Dataset rows
Start

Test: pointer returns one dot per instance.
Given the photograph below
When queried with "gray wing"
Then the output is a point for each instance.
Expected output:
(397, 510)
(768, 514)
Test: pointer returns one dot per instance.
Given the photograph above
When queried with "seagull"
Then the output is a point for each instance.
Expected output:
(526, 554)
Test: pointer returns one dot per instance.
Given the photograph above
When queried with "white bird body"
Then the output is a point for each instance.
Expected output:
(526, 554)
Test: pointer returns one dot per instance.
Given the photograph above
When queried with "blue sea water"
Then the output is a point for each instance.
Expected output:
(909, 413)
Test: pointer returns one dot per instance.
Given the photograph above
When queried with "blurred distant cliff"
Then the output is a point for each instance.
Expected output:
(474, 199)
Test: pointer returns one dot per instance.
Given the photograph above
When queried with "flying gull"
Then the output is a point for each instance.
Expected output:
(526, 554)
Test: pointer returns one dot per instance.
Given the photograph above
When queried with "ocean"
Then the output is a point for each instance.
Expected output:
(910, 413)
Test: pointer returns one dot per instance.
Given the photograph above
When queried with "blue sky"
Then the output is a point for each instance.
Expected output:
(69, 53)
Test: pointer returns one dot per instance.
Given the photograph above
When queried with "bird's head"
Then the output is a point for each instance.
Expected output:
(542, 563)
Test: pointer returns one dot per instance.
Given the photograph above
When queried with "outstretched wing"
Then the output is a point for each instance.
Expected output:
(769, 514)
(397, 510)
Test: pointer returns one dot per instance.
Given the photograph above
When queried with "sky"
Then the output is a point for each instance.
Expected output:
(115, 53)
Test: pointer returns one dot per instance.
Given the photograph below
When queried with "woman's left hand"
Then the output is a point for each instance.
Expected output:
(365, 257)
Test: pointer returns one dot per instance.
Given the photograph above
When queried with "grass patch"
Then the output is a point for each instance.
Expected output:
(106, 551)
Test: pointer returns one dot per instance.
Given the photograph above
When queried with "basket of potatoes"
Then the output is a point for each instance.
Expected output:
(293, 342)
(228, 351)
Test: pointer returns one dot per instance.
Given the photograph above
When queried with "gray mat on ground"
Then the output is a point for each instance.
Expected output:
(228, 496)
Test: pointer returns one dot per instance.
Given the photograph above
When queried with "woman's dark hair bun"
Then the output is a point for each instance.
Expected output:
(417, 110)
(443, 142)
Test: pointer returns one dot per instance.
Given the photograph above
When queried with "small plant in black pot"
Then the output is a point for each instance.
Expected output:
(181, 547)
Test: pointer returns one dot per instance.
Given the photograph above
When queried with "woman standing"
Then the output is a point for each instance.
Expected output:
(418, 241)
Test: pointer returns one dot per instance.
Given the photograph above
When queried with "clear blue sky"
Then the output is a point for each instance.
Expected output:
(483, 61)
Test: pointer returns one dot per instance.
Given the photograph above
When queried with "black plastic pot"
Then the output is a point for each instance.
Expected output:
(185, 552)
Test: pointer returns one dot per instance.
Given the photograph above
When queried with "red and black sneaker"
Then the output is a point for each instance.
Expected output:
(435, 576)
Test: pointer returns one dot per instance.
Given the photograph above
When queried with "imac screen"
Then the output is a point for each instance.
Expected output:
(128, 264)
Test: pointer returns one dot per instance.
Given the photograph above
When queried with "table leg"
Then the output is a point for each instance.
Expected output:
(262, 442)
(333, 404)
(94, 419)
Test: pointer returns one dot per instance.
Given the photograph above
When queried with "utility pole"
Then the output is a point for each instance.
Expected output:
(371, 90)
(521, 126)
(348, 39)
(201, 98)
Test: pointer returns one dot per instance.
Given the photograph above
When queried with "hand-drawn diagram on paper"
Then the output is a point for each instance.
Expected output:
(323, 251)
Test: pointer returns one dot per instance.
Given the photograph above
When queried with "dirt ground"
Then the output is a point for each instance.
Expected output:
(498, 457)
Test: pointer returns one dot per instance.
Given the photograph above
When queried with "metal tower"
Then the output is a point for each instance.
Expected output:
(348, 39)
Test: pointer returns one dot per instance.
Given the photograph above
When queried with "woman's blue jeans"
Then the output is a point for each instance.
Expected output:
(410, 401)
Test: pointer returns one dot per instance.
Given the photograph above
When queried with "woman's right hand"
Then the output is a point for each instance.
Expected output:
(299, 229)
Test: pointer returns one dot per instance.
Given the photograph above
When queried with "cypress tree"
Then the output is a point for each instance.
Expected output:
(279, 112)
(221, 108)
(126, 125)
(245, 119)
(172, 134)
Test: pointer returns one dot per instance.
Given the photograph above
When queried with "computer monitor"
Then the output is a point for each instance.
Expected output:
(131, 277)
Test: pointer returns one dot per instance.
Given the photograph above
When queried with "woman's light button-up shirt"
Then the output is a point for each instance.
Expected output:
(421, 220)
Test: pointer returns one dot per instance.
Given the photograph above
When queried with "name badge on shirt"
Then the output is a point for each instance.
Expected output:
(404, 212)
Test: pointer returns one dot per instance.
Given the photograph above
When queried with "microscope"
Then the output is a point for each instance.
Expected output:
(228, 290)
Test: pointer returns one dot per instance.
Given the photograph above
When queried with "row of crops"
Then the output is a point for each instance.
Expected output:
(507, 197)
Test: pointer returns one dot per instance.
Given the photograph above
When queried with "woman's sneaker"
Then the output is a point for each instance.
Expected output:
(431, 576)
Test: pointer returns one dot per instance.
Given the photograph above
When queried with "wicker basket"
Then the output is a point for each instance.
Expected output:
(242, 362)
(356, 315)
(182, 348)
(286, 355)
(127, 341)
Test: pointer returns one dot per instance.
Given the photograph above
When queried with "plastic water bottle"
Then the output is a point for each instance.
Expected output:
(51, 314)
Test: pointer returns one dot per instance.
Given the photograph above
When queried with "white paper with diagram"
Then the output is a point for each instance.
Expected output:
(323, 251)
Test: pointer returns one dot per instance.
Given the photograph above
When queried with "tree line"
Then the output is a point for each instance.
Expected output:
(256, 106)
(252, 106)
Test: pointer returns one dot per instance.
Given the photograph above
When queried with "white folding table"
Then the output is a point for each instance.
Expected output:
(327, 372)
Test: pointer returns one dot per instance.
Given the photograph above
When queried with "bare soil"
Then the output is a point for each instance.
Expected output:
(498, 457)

End

The request => Write out the data again, exactly and in full.

Result =>
Test: pointer returns one dot per instance.
Given the photograph below
When queried with "gray wing"
Then the output is a point for each instance.
Expected output:
(397, 510)
(768, 514)
Test: pointer returns one dot per instance.
Given the photograph above
When queried with "seagull"
Then the output is a point for each instance.
Expected output:
(526, 554)
Test: pointer returns one dot per instance.
Given the photograph above
When queried with "white bird body"
Then the output is a point for each instance.
Expected output:
(526, 554)
Test: pointer returns one dot per instance.
Given the photograph above
When queried with "blue sea water"
Then the output is a point for each instance.
Expected output:
(909, 413)
Test: pointer returns one dot per instance.
Given the photograph above
When queried with "blurred distant cliff"
Then the output is a point for each instance.
Expected output:
(474, 199)
Test: pointer returns one dot per instance.
Given the photograph above
When queried with "flying gull"
Then the output is a point for each instance.
Expected output:
(526, 554)
Test: pointer returns one dot per instance.
Given the photograph above
When queried with "ocean"
Then the output is a point for each instance.
Expected output:
(910, 413)
Test: pointer returns one dot per instance.
Given the photograph above
When queried with "blue sky"
Then the output is a point for each instance.
Expected output:
(69, 53)
Test: pointer returns one dot per instance.
Given the photograph above
When queried with "bird's head"
Then the output is a point for each instance.
Expected output:
(542, 563)
Test: pointer returns one dot per instance.
Given the photograph above
When queried with "outstretched wing"
Then the output is a point for each instance.
Expected output:
(769, 514)
(397, 510)
Test: pointer returns one dot per instance.
Given the photograph above
When queried with "sky"
Then the output is a point for each instance.
Expected output:
(115, 53)
Test: pointer returns one dot per instance.
Given the photograph below
When queried with "woman's left hand"
Then the output is a point for each instance.
Expected output:
(365, 257)
Test: pointer returns one dot per instance.
Given the photograph above
When queried with "grass patch"
Then the output is a point for each instance.
Expected output:
(106, 551)
Test: pointer returns one dot per instance.
Given the photograph above
When queried with "basket of potatoes"
Then the output is a point for each instance.
Expected output:
(293, 342)
(228, 351)
Test: pointer returns one dot per instance.
Given the photograph above
When queried with "gray mat on ground"
Then the output is a point for each instance.
Expected output:
(228, 496)
Test: pointer returns one dot per instance.
Given the photograph above
When queried with "woman's dark hair bun"
Then the output is a point for each instance.
Expected output:
(417, 110)
(443, 142)
Test: pointer returns one dot per instance.
Given the photograph above
When queried with "small plant in black pot"
Then the output is a point for each instance.
Expected output:
(181, 547)
Test: pointer returns one dot per instance.
Given the photograph above
When queried with "woman standing"
Then the output is a point for each instance.
Expected output:
(418, 241)
Test: pointer returns one dot per instance.
Given the photograph above
When queried with "clear blue sky"
Then the output is a point for each instance.
Expected output:
(483, 61)
Test: pointer returns one dot per instance.
Given the photograph above
When queried with "black plastic pot"
Then the output is a point for each instance.
Expected output:
(185, 552)
Test: pointer returns one dot per instance.
Given the photograph above
When queried with "red and black sneaker"
Then the output is a point for each instance.
Expected output:
(435, 576)
Test: pointer returns one dot per instance.
Given the photograph above
When queried with "imac screen"
Then the output is a point for each instance.
Expected output:
(128, 264)
Test: pointer returns one dot per instance.
Given the photograph above
When queried with "table leg"
Then the output is a point for each instance.
Expected output:
(262, 442)
(333, 404)
(94, 419)
Test: pointer returns one dot per instance.
Given the photograph above
When queried with "utility pole"
Then the output is a point for each instance.
Expected output:
(371, 90)
(521, 126)
(348, 39)
(201, 98)
Test: pointer returns one dot per instance.
Given the photograph above
When queried with "hand-drawn diagram on paper"
Then the output is a point for each instance.
Expected output:
(323, 251)
Test: pointer returns one dot per instance.
Given the photograph above
When queried with "dirt ground"
Then the output is a point for each instance.
Expected output:
(498, 457)
Test: pointer returns one dot per instance.
Given the photograph above
When queried with "metal tower"
Then the output is a point for each instance.
Expected output:
(348, 39)
Test: pointer returns one dot per instance.
Given the photograph above
When queried with "woman's blue jeans"
Then the output is a point for each instance.
Expected output:
(410, 401)
Test: pointer returns one dot per instance.
Given the photograph above
When queried with "woman's right hand"
Then the output is a point for each instance.
Expected output:
(299, 229)
Test: pointer returns one dot per instance.
Given the photograph above
When queried with "cypress tree"
Then the output is a point for each instance.
Expected output:
(279, 112)
(221, 108)
(126, 125)
(245, 119)
(172, 134)
Test: pointer returns one dot per instance.
Given the photograph above
When queried with "computer monitor"
Then the output is a point for each instance.
Expected output:
(131, 277)
Test: pointer returns one dot per instance.
Given the photograph above
When queried with "woman's light button-up shirt"
Then the output is a point for each instance.
Expected output:
(421, 220)
Test: pointer returns one dot per instance.
Given the photograph above
When queried with "name badge on shirt"
Then the output is a point for each instance.
Expected output:
(404, 212)
Test: pointer returns one dot per instance.
Given the photograph above
When queried with "microscope"
Then the output is a point for each instance.
Expected output:
(228, 290)
Test: pointer returns one dot per instance.
Given the photograph above
When queried with "row of crops"
Then the output is a point for each instance.
Expected output:
(507, 197)
Test: pointer returns one dot per instance.
Given the photograph above
When queried with "woman's sneaker"
Then the output is a point for each instance.
Expected output:
(431, 576)
Test: pointer returns one dot per instance.
Given the photograph above
When queried with "wicker basket"
Then the output is a point for each instance.
Expected output:
(242, 362)
(356, 315)
(182, 348)
(286, 355)
(127, 341)
Test: pointer returns one dot per instance.
Given the photograph above
When queried with "plastic water bottle"
Then the output is a point for each instance.
Expected output:
(51, 314)
Test: pointer returns one dot per instance.
Given the photograph above
When queried with "white paper with diagram"
Then the output is a point for each instance.
Expected output:
(323, 251)
Test: pointer returns one dot per instance.
Given the photograph above
When queried with "tree line"
Then the output is a point for each instance.
Expected output:
(256, 106)
(252, 106)
Test: pointer returns one dot per instance.
Given the photograph above
When queried with "white folding table"
Then the output is a point for each instance.
Expected output:
(327, 372)
Test: pointer returns one dot per instance.
Given the photograph above
When queried with "bare soil"
Then the output is a point for each instance.
Expected output:
(498, 457)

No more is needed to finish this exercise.